Task instructions —
a: List the document file formats that the project description names as holding trapped organizational knowledge.
b: Please retype the stretch of the project description from "MS Graph Integrated" through "detailed usage analytics.".

Document segment —
MS Graph Integrated Qdrant Assistant
A sophisticated, enterprise-grade conversational AI platform utilizing Retrieval-Augmented Generation (RAG) to provide instant, citation-backed answers from corporate knowledge bases (OneDrive), featuring autonomous agents and detailed usage analytics.
Defining the core problem and identified pain points that necessitated this technical intervention.
Enterprises face significant productivity losses due to data silos, where critical organizational knowledge is trapped in unstructured documents (PDFs, DOCX, PPTX) across cloud storage. Employees waste hours manually searching for internal policies, technical documentation, and procedural guides.
The architectural and implementation strategy developed to resolve the challenge.
Built a robust ingestion engine that syncs with Microsoft OneDrive, utilizing `Unstructured` for high-fidelity document parsing (OCR included) and `Qdrant` for semantic vector search.

Point-per-instance localization data:
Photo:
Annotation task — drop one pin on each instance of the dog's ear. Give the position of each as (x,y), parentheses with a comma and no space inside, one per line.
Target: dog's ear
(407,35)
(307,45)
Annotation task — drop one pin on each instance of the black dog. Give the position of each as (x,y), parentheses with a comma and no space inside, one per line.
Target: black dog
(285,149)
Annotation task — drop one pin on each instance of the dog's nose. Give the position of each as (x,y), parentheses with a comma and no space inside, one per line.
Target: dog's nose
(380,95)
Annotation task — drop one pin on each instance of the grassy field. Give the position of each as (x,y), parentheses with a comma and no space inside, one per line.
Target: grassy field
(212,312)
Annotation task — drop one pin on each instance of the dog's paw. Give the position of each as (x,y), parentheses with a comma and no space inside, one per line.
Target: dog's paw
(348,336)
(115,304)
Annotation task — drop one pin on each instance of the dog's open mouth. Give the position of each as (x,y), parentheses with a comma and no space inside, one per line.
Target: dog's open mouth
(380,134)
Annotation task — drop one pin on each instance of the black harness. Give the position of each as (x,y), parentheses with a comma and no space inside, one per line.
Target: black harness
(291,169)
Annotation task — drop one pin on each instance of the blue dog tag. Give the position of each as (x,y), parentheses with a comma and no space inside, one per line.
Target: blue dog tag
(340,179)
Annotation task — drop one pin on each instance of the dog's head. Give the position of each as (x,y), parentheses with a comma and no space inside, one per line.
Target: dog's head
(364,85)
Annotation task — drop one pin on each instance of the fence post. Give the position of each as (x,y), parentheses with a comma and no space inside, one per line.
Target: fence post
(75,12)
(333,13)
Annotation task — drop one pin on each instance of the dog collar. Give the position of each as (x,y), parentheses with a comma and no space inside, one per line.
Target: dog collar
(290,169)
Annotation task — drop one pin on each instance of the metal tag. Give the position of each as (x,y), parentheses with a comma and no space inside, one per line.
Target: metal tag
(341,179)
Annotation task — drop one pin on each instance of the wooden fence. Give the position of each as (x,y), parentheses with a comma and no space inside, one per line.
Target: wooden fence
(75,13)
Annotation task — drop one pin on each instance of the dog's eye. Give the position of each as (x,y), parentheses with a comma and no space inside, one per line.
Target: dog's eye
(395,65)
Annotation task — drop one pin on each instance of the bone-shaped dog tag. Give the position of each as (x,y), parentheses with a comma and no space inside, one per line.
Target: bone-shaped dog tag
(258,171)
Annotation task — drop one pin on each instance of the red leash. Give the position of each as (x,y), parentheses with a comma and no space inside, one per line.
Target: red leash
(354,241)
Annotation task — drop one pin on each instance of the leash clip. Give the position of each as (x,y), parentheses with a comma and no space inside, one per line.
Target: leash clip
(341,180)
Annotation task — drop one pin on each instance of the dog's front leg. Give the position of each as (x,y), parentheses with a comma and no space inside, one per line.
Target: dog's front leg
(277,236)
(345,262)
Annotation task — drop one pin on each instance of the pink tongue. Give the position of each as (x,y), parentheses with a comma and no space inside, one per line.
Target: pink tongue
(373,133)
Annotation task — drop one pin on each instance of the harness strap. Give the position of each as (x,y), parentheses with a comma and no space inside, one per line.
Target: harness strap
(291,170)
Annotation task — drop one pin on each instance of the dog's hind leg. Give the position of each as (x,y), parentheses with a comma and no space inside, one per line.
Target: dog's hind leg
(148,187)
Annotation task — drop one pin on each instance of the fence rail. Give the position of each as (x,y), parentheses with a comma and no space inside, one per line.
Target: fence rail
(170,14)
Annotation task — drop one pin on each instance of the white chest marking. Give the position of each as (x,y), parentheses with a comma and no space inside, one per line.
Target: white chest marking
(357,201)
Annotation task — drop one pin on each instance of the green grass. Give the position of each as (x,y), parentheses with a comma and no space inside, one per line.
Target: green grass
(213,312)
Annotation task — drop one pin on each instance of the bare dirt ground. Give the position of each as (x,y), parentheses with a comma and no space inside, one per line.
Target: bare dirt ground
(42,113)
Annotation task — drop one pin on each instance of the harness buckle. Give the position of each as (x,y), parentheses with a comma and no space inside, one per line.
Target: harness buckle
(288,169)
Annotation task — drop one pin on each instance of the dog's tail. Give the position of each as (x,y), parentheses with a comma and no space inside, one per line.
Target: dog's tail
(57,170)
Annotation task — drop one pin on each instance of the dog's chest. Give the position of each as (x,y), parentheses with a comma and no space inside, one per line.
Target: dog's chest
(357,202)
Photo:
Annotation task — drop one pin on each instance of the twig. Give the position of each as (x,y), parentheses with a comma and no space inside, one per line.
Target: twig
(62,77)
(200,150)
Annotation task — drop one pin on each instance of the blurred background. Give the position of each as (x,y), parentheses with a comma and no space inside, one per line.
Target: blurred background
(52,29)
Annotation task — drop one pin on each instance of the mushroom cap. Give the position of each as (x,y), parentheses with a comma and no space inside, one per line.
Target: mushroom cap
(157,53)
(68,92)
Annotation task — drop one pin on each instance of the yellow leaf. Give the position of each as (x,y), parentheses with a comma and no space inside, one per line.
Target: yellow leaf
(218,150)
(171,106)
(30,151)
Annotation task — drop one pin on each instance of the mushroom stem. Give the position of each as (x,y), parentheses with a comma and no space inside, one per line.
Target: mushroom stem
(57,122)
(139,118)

Solution set —
a: PDFs, DOCX, PPTX

b:
MS Graph Integrated Qdrant Assistant
A sophisticated, enterprise-grade conversational AI platform utilizing Retrieval-Augmented Generation (RAG) to provide instant, citation-backed answers from corporate knowledge bases (OneDrive), featuring autonomous agents and detailed usage analytics.